ASSIGNED TASK 1 -
Answer these questions from the account of a television career:
(a) What job did the narrator have when starting out in the profession?
(b) How many back surgeries did the narrator undergo, and over what span of time?
(c) What did the narrator hide the fear of being replaced under?
ASSIGNED TASK 2 -
Retype the part of the account of a television career from "For more than" to "it for free.".

For more than twenty years, I made my way through the world as a television journalist. It was a good run, as they say; I received several awards for my work, eventually earned a good income, became well known in the communities I served, and most importantly, felt gifted beyond belief to be working in a profession I had so much respect for. I worked my way up from being an unpaid intern carrying equipment to being an Emmy award-winning reporter and anchor. I loved both sides of the lens in what I believed was one of the most rewarding professions in the world. Although I never admitted this, and especially during contract negotiations, I would have done it for free.
It was a tough and demanding life and required a lot of moving around. But I still thought it was worth it, because that moving stretched the horizons of the world I had been born into and took me places I would never had seen otherwise. As I met people from all over the world, I began to believe that geography can indeed be our destiny; who we are can be shaped in so many ways by the flag that flies over our land, the name of our state and the cities we are born into.
In my twenty-second year of following my path, the one I had so carefully laid out for myself, I abruptly underwent two back surgeries in less than a year. They knocked me off my feet and off the air, forcing me to bed. Each time, I defied my doctor’s orders and went back to work too soon. I was afraid, like many on-air people are, that I would be replaced, but I hid that fear under a veneer of bravado, striding back into the newsroom in my high heels, wisecracking with the crew, the bright red zipper of my newest scar invisible under my power suit and pumps.

COLLECTED DATA -
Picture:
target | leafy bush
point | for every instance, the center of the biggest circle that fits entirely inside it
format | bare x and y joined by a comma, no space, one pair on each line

TASK RESULT 1 -
(a) An unpaid intern carrying equipment.
(b) Two back surgeries in less than a year.
(c) A veneer of bravado.

TASK RESULT 2 -
For more than twenty years, I made my way through the world as a television journalist. It was a good run, as they say; I received several awards for my work, eventually earned a good income, became well known in the communities I served, and most importantly, felt gifted beyond belief to be working in a profession I had so much respect for. I worked my way up from being an unpaid intern carrying equipment to being an Emmy award-winning reporter and anchor. I loved both sides of the lens in what I believed was one of the most rewarding professions in the world. Although I never admitted this, and especially during contract negotiations, I would have done it for free.